- **EXCERPT**
When it comes to fairy tale weddings, Scotland is the ultimate destination with its unique combination of history, tradition and romance. As well as boasting spectacular natural landscapes and the most magical castles in the world, Scotland’s past is bursting with passionate and romantic figures such as Sir Walter Scott, Robert Burns, Bonnie Prince Charlie and Rob Roy.
No wonder Madonna chose to become Mrs Ritchie at Skibo Castle in the Highlands. But while she might have raised the country’s profile as a wedding venue, truth be told, she jumped on an already runaway bandwagon. Couples have been coming to Scotland to tie the knot for hundreds of years. When England repealed the law that gave any citizen the right to perform a marriage ceremony, eloping couples trooped across the border to Gretna Green in their droves. It was a popular destination for underage couples and determined aristocrats. Writer and colonial reformer Edward Gibbon Wakefield abducted a 15-year-old heiress and tricked her into marrying him at Gretna in 1826, while there would be no Marquis of Queensberry and no Queensberry rules for boxing if his father Lord Archibald Drumlanrig had not married at Gretna.
It wasn’t until 1940 in Scotland that the law was changed so anyone getting married had to have the ceremony conducted by a minister of religion or a civil marriage celebrant. Even today for young English couples wanting to get married, Scotland is often their only option with 18 being the minimum age of consent in England, 16 in Scotland.
There is also no requirement for residency north of the border, although it is compulsory to give a minimum of 15 days’ notice of the wedding to allow for any objections. This makes Scotland ideal for overseas couples wanting to jet in and out for the ceremony. However if you do marry abroad, depending on where you live, there is often a requirement to register the wedding in your country of residence otherwise it isn’t regarded as legal.
Although in general there are fewer obstacles now to getting married than ever before, it hasn’t lessened Gretna’s popularity. In 2000 it accounted for just over 17 per cent of all marriages in Scotland. For many it still contains an element of secrecy and escape and is the only place in the world where you can say your vows over an anvil.
After the anvil is struck the couple kiss across it as man and wife then step outside for their first kiss before the world, under the Kissing Gate. The arched gate is framed with horse shoes, pointing the right way to keep the luck in – another Gretna tradition that has stood the test of time. Gretna attracts people of all ages from around the world and all walks of life, from film stars to golfers and footballers.
Recent changes to the law in Scotland mean you can get married virtually anywhere that takes your fancy as long as it doesn’t compromise the solemnity and dignity of the occasion. Civil weddings are no longer restricted to registry offices which leaves plenty of scope. The only stipulation is that the location must have a grid reference which means if you choose to get married on anything that moves, such as a boat, plane, train, car or bus, you must be stationary for the actual ceremony. This is also worth bearing in mind for outdoor locations. If there’s a sudden downpour you can’t suddenly change venues from the one stipulated on the wedding licence so make sure there is somewhere undercover nearby if the heavens suddenly open.

- **Items listed in a dataset**
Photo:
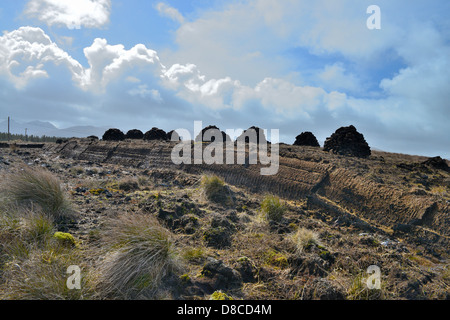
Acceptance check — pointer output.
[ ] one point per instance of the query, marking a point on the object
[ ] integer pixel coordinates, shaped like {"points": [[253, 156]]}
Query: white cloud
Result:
{"points": [[72, 14], [109, 62], [169, 12], [335, 77], [143, 91], [24, 53]]}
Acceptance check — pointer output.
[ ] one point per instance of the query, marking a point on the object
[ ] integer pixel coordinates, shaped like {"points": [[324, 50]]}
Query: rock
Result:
{"points": [[306, 139], [155, 134], [253, 133], [437, 163], [212, 132], [246, 269], [134, 134], [219, 275], [113, 135], [348, 141]]}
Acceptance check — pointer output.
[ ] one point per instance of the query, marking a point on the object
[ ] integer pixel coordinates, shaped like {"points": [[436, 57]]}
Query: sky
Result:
{"points": [[292, 65]]}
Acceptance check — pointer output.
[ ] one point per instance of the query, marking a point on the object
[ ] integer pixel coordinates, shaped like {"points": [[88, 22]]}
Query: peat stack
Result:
{"points": [[251, 133], [306, 139], [347, 141], [113, 135], [437, 163], [213, 132], [135, 134], [173, 136], [155, 134]]}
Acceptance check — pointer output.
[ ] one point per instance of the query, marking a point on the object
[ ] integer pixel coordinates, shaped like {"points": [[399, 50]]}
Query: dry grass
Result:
{"points": [[215, 189], [37, 187], [272, 208], [33, 263], [137, 253], [304, 238]]}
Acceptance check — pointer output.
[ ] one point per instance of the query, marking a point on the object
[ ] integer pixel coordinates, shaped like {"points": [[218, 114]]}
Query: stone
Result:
{"points": [[347, 141]]}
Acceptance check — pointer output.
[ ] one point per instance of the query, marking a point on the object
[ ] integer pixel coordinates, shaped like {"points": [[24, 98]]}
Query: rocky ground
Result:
{"points": [[229, 247]]}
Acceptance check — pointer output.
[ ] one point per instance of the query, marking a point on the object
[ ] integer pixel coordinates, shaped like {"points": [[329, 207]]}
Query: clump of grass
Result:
{"points": [[33, 264], [272, 208], [39, 187], [304, 239], [128, 184], [360, 291], [215, 189], [219, 295], [139, 254]]}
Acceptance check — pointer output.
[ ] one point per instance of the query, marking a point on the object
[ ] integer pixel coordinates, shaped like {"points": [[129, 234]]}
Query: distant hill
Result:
{"points": [[41, 128]]}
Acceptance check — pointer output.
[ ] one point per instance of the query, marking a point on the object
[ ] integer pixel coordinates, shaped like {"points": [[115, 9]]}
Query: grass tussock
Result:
{"points": [[33, 264], [137, 254], [303, 239], [37, 187], [216, 190], [272, 208]]}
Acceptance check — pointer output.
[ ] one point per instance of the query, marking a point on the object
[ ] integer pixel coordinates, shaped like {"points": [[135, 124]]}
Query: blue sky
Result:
{"points": [[293, 65]]}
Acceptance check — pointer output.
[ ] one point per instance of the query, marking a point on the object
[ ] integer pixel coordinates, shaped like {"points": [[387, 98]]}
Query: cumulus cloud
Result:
{"points": [[169, 12], [72, 14], [109, 62], [26, 51]]}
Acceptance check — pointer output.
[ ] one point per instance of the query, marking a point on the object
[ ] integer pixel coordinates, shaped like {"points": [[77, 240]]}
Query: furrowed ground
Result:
{"points": [[225, 231]]}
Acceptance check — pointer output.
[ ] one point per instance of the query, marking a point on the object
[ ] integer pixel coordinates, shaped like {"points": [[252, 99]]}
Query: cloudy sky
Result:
{"points": [[293, 65]]}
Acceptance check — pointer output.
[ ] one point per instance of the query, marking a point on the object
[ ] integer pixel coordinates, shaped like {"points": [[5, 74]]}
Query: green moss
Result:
{"points": [[219, 295], [66, 239], [277, 259], [185, 279]]}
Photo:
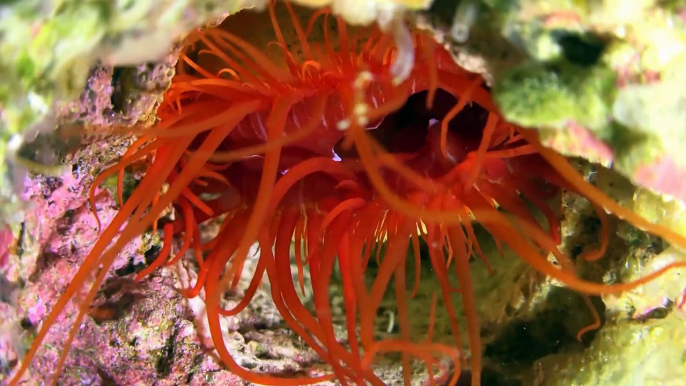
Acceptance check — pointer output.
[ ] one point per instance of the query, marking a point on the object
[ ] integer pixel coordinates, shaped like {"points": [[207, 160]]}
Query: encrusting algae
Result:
{"points": [[323, 147]]}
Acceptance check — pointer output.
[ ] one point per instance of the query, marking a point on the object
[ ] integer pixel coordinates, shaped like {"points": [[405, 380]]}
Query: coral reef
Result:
{"points": [[591, 78]]}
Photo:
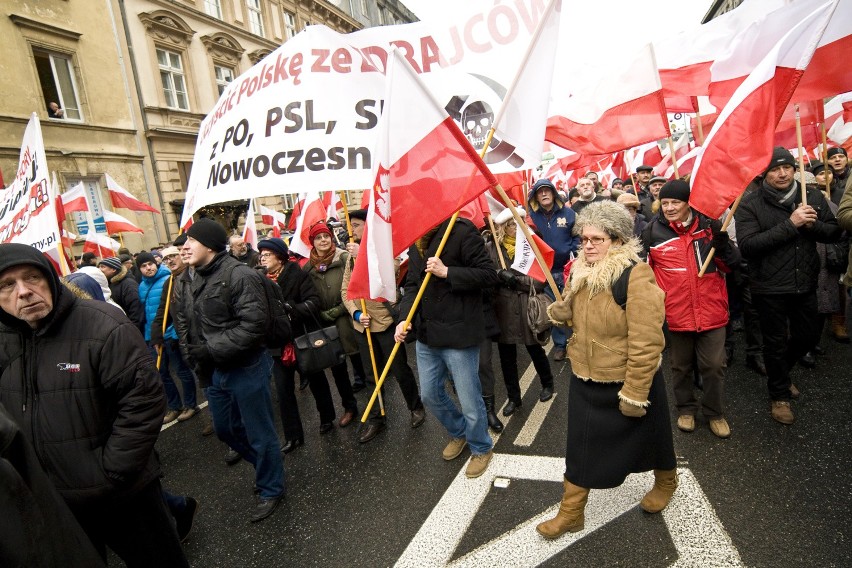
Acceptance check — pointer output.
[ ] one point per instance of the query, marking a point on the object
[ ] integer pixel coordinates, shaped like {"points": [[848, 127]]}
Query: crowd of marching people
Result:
{"points": [[640, 273]]}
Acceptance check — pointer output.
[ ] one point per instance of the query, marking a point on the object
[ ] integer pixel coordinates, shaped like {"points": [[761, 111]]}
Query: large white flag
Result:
{"points": [[305, 116], [27, 207]]}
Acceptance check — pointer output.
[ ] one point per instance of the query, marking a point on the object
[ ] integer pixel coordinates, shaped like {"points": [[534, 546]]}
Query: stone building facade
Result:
{"points": [[135, 79]]}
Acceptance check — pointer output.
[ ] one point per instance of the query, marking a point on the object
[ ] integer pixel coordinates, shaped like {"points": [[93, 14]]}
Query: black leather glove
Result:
{"points": [[507, 278], [631, 410], [200, 354], [720, 237], [119, 480]]}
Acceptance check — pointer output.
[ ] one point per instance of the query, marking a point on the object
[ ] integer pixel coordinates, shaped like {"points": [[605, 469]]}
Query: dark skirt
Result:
{"points": [[604, 446]]}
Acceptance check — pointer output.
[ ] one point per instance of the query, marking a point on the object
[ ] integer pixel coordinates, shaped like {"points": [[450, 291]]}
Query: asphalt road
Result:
{"points": [[771, 495]]}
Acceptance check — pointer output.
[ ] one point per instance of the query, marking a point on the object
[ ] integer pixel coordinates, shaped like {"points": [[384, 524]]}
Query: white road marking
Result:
{"points": [[533, 424], [173, 422], [525, 382], [695, 529]]}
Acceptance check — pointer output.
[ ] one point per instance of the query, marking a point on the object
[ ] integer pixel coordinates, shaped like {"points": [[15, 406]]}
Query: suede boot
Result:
{"points": [[570, 517], [493, 422], [838, 328], [665, 482]]}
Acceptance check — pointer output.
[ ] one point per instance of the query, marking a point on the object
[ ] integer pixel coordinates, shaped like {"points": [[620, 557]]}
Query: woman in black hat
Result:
{"points": [[302, 303]]}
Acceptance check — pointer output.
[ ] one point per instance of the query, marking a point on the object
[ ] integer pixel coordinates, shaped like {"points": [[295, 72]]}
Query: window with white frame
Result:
{"points": [[58, 85], [173, 79], [95, 217], [213, 8], [289, 24], [255, 17], [224, 75]]}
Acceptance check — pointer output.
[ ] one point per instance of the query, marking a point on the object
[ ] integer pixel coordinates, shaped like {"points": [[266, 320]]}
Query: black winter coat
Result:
{"points": [[781, 258], [125, 293], [230, 317], [38, 528], [451, 314], [86, 393], [301, 297]]}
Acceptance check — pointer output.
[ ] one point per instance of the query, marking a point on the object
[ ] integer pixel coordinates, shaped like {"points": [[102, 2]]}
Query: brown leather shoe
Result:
{"points": [[418, 417], [346, 419], [657, 499], [454, 448], [478, 464], [782, 412], [686, 423], [719, 427]]}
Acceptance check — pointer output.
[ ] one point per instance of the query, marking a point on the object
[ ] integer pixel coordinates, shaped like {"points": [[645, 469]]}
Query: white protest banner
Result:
{"points": [[27, 207], [304, 117]]}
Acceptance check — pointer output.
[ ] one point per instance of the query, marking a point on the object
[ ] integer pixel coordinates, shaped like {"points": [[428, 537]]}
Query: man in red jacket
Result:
{"points": [[676, 243]]}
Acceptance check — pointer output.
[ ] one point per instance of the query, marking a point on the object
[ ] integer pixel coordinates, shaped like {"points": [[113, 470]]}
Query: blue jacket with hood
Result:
{"points": [[556, 226]]}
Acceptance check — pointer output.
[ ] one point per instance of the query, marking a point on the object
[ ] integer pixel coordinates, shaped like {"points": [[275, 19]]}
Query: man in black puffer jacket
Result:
{"points": [[221, 321], [79, 380], [777, 234], [449, 326]]}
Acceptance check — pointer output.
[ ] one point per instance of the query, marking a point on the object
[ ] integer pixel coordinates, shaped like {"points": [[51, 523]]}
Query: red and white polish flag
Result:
{"points": [[827, 73], [425, 171], [684, 59], [273, 218], [332, 205], [739, 146], [250, 230], [525, 261], [122, 198], [115, 223], [74, 199], [620, 107], [100, 244], [312, 211]]}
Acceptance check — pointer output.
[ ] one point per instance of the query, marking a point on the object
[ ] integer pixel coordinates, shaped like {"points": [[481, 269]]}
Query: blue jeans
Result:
{"points": [[558, 334], [172, 361], [241, 405], [471, 423]]}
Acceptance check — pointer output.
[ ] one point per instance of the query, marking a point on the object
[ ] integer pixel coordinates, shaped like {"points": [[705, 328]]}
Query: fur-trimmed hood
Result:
{"points": [[121, 275], [602, 275]]}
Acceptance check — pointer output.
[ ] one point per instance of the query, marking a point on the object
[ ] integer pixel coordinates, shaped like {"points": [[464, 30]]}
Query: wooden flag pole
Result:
{"points": [[727, 222], [825, 161], [165, 319], [674, 158], [363, 309], [497, 117], [700, 127], [411, 313], [528, 234], [801, 157], [496, 244]]}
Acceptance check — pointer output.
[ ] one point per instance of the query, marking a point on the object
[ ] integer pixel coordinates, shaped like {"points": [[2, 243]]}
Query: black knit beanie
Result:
{"points": [[675, 189], [144, 257], [210, 234]]}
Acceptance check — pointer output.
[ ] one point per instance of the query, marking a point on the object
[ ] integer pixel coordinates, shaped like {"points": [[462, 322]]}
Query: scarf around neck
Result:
{"points": [[317, 260]]}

- **GOALS**
A – According to the article on Scottish weddings, in what year did Scotland change the law so that a minister of religion or a civil marriage celebrant had to conduct the ceremony?
B – Rewrite the article on Scottish weddings from "There is also" down to "regarded as legal.", changing "overseas" to "foreign".

- **RESPONSE LIST**
A – 1940

B –
There is also no requirement for residency north of the border, although it is compulsory to give a minimum of 15 days’ notice of the wedding to allow for any objections. This makes Scotland ideal for foreign couples wanting to jet in and out for the ceremony. However if you do marry abroad, depending on where you live, there is often a requirement to register the wedding in your country of residence otherwise it isn’t regarded as legal.